:: Study text ::

Having come under tremendous pressure, Greater Manchester Mayor, Andy Burnham, has delayed the introduction of Manchester’s Clean Air Zone (CAZ)
As a result of huge pressure from local businesses who were presenting the very real threat of Manchester’s CAZ marking the end of numerous businesses across a wide range of sectors, Andy Burnham request a postponement of his own CAZ that was designed to help the region deliver legal levels of NO2.
It is widely expected that Burnham will need to go back to the drawing board to work out how he can clean up the region.
Under the current plans, buses, coaches and HGVs would’ve been charged £60 per day, taxis and private hire vehicles £7.50 per day, and LGVs such as vans and minibuses £10 per day.
The costs were set to be rolled out across all nine Greater Manchester boroughs and run seven days per week.
Local BBC Radio Manchester host, Mike Sweeney, reported he’d had the busiest phone-ins of his 25 year career with angry business owners worried about the implications this would have on their businesses.
And with the pressure mounting, Burnham requested he be given longer to meet targets, a move the Department for Environment, Food & Rural Affairs (Defra) approved.
The postponement has given Burnham no later than 2026 to bring in any changes, but as part of this agreement he does need to implement any action ‘as soon as possible’ – so the delay may not last that long.

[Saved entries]
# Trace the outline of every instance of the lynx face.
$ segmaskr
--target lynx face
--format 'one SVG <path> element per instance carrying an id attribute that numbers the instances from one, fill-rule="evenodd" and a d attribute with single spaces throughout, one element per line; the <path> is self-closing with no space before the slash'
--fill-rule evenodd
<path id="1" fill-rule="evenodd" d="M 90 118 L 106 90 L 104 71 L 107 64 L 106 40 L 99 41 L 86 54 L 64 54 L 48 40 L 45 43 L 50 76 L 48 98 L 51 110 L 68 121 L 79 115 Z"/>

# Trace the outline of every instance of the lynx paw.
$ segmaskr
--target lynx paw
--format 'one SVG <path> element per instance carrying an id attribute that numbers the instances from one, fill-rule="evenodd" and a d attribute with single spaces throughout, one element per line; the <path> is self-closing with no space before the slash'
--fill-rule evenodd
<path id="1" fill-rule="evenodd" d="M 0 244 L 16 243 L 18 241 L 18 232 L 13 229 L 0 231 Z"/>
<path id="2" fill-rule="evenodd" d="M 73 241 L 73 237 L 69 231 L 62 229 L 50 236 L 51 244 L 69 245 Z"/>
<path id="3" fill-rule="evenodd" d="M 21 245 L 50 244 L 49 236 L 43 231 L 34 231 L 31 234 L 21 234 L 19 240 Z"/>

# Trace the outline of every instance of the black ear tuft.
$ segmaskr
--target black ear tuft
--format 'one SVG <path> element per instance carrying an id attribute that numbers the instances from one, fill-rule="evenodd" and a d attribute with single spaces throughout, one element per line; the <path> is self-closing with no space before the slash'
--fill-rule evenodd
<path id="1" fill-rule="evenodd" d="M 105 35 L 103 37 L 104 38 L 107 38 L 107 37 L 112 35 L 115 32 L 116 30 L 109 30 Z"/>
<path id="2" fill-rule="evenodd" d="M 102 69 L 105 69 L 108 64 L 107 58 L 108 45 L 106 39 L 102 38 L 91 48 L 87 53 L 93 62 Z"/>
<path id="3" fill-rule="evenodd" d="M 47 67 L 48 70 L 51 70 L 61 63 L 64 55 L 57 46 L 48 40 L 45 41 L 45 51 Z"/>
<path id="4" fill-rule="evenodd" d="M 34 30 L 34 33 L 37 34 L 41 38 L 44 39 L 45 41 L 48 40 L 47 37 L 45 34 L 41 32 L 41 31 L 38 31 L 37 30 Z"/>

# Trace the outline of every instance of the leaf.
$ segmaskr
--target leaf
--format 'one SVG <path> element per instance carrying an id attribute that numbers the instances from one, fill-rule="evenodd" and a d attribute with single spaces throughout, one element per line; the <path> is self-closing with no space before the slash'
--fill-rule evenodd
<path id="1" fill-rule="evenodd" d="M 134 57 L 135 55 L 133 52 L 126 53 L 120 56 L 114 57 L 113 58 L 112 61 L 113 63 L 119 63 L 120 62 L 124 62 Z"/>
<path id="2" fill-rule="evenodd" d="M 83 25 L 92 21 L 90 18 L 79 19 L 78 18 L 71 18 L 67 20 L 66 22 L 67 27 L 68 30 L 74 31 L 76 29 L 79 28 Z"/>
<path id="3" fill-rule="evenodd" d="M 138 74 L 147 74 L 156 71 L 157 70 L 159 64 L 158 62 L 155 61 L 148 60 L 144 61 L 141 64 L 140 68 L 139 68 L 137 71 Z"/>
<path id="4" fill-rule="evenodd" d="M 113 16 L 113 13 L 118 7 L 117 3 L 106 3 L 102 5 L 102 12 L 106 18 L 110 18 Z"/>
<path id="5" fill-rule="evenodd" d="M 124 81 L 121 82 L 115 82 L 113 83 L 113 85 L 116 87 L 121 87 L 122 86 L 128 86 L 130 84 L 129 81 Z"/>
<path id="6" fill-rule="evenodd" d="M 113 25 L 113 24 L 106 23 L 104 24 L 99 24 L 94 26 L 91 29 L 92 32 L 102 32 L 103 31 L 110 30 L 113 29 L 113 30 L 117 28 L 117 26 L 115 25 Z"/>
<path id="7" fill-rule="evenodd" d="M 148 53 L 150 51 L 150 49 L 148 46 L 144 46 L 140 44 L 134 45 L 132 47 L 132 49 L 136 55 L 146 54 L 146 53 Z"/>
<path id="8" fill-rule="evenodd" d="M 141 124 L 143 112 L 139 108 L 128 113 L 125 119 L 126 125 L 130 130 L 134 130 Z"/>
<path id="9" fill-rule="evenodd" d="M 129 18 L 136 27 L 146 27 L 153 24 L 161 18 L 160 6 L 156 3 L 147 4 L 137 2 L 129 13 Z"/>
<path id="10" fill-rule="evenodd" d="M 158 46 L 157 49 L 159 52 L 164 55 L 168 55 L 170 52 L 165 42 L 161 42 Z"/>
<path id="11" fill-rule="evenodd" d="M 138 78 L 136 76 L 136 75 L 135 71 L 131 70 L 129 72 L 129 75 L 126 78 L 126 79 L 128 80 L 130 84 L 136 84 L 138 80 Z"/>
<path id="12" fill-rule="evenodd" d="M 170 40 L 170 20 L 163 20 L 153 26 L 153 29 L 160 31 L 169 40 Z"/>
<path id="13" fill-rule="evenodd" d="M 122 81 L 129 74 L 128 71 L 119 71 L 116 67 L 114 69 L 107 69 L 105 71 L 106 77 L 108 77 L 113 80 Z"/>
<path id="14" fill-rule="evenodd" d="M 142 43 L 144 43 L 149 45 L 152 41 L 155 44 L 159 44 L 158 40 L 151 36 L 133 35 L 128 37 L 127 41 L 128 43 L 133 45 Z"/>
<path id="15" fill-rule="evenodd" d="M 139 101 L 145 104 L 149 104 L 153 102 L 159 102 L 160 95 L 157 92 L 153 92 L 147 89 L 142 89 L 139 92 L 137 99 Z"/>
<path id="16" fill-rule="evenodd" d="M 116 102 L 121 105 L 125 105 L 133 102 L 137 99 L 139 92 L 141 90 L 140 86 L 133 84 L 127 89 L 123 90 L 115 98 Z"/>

:: Questions on the material ::
A - Answer these questions from the article on Manchester's Clean Air Zone:
(i) What daily charge would taxis and private hire vehicles have paid under the current plans?
(ii) Across how many Greater Manchester boroughs were the costs set to be rolled out?
(iii) Which government department approved Burnham's request for more time to meet targets?
B - Pick up the article on Manchester's Clean Air Zone after its last sentence and continue it.
The records are separate material and have nothing to do with the article on Manchester's Clean Air Zone.

:: Your responses ::
A -
(i) £7.50 per day.
(ii) All nine Greater Manchester boroughs.
(iii) The Department for Environment, Food & Rural Affairs (Defra).

B -
According to the Department for Environment, Food & Rural Affairs (Defra), since their proposals were submitted in 2019, there have been a number of challenges, including the impact of COVID-19 on supply chains and the price and availability of second hand vehicles.
These impacts are believed to make it harder for people to upgrade to cleaner vehicles, which means the Clean Air Zone is unlikely to deliver compliance with legal limits by 2024.
Defra said: “The government has carefully considered the mayor’s proposal and following meetings last week and further discussions today, the Environment Secretary has agreed to allow a short delay to the implementation of the Clean Air Zone.
“This will allow Greater Manchester to provide further evidence and a revised plan by July setting out how it will deliver legal levels of NO2 as soon as possible and no later than 2026.”
It believes it is important for Greater Manchester to “get this right” considering the scale of the proposed Clean Air Zone is nearly three times the size of London’s Ultra Low Emissions Zone.